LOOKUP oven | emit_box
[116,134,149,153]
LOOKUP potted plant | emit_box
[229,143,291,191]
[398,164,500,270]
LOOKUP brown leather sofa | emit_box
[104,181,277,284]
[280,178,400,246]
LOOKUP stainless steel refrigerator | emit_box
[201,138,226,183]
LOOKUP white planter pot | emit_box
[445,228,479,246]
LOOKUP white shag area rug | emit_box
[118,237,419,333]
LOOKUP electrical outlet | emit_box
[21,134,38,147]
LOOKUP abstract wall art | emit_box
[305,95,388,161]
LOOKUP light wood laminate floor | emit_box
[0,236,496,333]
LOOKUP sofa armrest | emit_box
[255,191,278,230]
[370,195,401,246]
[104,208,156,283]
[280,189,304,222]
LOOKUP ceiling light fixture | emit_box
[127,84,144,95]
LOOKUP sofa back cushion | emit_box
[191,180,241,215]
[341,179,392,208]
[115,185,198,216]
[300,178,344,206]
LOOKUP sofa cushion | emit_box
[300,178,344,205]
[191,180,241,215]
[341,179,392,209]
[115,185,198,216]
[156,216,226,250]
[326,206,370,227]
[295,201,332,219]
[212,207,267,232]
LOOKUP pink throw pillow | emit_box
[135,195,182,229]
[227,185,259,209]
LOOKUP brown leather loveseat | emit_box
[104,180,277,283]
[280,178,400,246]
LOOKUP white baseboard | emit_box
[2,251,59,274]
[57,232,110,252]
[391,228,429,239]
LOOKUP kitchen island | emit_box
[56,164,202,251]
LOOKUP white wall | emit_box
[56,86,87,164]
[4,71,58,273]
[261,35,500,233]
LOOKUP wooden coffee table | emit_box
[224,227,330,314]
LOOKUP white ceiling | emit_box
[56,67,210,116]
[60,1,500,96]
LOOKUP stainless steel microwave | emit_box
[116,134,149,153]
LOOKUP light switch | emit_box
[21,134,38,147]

Exercise task: Put every line of the entries above into a JSON list of strings, one string per line, and leave out any blank lines.

Full output:
[
  "LOOKUP oven | emit_box",
  "[116,134,149,153]",
  "LOOKUP potted plant | emit_box",
  "[229,143,291,191]",
  "[398,164,500,270]",
  "LOOKUP brown leather sofa | emit_box",
  "[104,181,277,284]",
  "[280,178,400,246]",
  "LOOKUP stainless steel refrigerator | emit_box",
  "[201,138,226,183]",
  "LOOKUP white planter pot | emit_box",
  "[445,228,479,246]",
  "LOOKUP white shag area rug | emit_box",
  "[118,237,419,333]",
  "LOOKUP electrical outlet | emit_box",
  "[21,134,38,147]",
  "LOOKUP abstract wall art | emit_box",
  "[305,95,388,161]",
  "LOOKUP light wood laminate floor | emit_box",
  "[0,236,496,333]",
  "LOOKUP sofa armrest | emit_box",
  "[255,191,278,230]",
  "[370,195,401,246]",
  "[104,208,156,283]",
  "[280,189,304,222]",
  "LOOKUP ceiling light fixture | emit_box",
  "[127,84,144,95]",
  "LOOKUP sofa back cushion | emit_box",
  "[191,180,241,215]",
  "[341,179,392,208]",
  "[115,185,198,216]",
  "[300,178,344,206]",
  "LOOKUP sofa cushion | emit_box",
  "[300,178,344,205]",
  "[191,180,241,215]",
  "[341,179,392,209]",
  "[115,185,198,216]",
  "[156,216,226,250]",
  "[326,206,370,227]",
  "[295,201,332,219]",
  "[212,207,267,232]",
  "LOOKUP pink throw pillow | emit_box",
  "[135,195,182,229]",
  "[227,185,259,209]",
  "LOOKUP brown leather loveseat | emit_box",
  "[104,180,277,283]",
  "[280,178,400,246]",
  "LOOKUP white baseboard | emit_box",
  "[2,251,59,274]",
  "[57,232,110,252]",
  "[391,228,429,239]",
  "LOOKUP kitchen island | emit_box",
  "[56,164,202,251]",
  "LOOKUP white wall | emit_box",
  "[56,86,87,164]",
  "[4,71,58,273]",
  "[261,35,500,233]",
  "LOOKUP wooden coffee table | emit_box",
  "[224,227,330,314]",
  "LOOKUP white ceiling | emit_box",
  "[56,67,210,116]",
  "[60,1,500,96]",
  "LOOKUP stainless steel microwave | emit_box",
  "[116,134,149,153]",
  "LOOKUP light switch | emit_box",
  "[21,134,38,147]"
]